--- BEGIN DATASET RECORDS ---

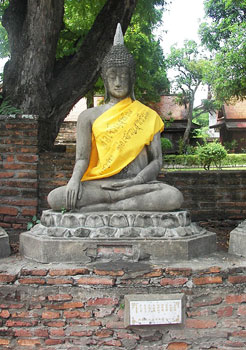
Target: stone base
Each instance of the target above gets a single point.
(4, 244)
(111, 236)
(48, 249)
(237, 244)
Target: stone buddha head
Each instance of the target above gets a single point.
(118, 70)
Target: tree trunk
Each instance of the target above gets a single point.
(38, 84)
(186, 138)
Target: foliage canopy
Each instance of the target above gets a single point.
(225, 36)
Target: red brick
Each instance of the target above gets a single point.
(81, 334)
(209, 302)
(104, 333)
(54, 341)
(10, 158)
(59, 281)
(242, 310)
(235, 298)
(50, 314)
(56, 324)
(16, 306)
(173, 282)
(237, 279)
(23, 333)
(102, 301)
(27, 158)
(77, 314)
(178, 271)
(112, 343)
(124, 335)
(57, 332)
(235, 344)
(60, 297)
(200, 324)
(42, 333)
(20, 202)
(178, 346)
(207, 280)
(95, 323)
(31, 280)
(11, 323)
(27, 175)
(115, 325)
(154, 273)
(214, 269)
(109, 273)
(5, 278)
(225, 311)
(8, 211)
(6, 174)
(4, 314)
(241, 333)
(24, 314)
(104, 312)
(39, 272)
(69, 272)
(96, 281)
(29, 212)
(69, 305)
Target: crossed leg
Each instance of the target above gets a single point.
(154, 196)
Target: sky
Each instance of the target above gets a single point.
(181, 22)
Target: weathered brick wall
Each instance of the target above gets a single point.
(55, 169)
(27, 177)
(18, 172)
(214, 195)
(77, 308)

--- END DATASET RECORDS ---

GOAL => Could you put the lines above into a numbered list, skipping any blank ones and leaving the pictures out?

TASK SOLUTION =>
1. Target: stone base
2. Each instance of the target above gets a single point.
3. (4, 244)
4. (111, 236)
5. (48, 249)
6. (237, 244)
7. Target: stone buddha head
8. Each instance of the target above gets a single point.
9. (118, 70)
10. Target: tree trunk
11. Each instance of the target above gets a single point.
12. (38, 84)
13. (186, 138)
14. Target: foliage canopy
15. Each instance of the target above gets a single point.
16. (225, 36)
17. Target: red brick
18. Each instance of the target above gets a single point.
19. (81, 334)
20. (209, 302)
21. (104, 333)
22. (54, 341)
23. (10, 158)
24. (59, 281)
25. (242, 310)
26. (235, 298)
27. (50, 314)
28. (56, 324)
29. (16, 306)
30. (173, 282)
31. (237, 279)
32. (23, 333)
33. (102, 301)
34. (27, 158)
35. (77, 314)
36. (178, 271)
37. (112, 343)
38. (124, 335)
39. (57, 332)
40. (235, 344)
41. (60, 297)
42. (200, 324)
43. (42, 333)
44. (20, 202)
45. (178, 346)
46. (207, 280)
47. (95, 323)
48. (31, 280)
49. (11, 323)
50. (27, 175)
51. (115, 325)
52. (154, 273)
53. (214, 269)
54. (109, 273)
55. (5, 278)
56. (225, 311)
57. (8, 211)
58. (6, 174)
59. (4, 314)
60. (241, 333)
61. (24, 314)
62. (104, 312)
63. (39, 272)
64. (69, 272)
65. (96, 281)
66. (29, 212)
67. (69, 305)
68. Target: crossed leg
69. Each instance of the target above gets a single point.
70. (154, 196)
71. Target: sky
72. Each instance of the target above gets a single point.
73. (181, 22)
74. Target: weathered brick wall
75. Each instance of the target above gets a single point.
76. (55, 169)
77. (27, 177)
78. (18, 172)
79. (214, 195)
80. (77, 308)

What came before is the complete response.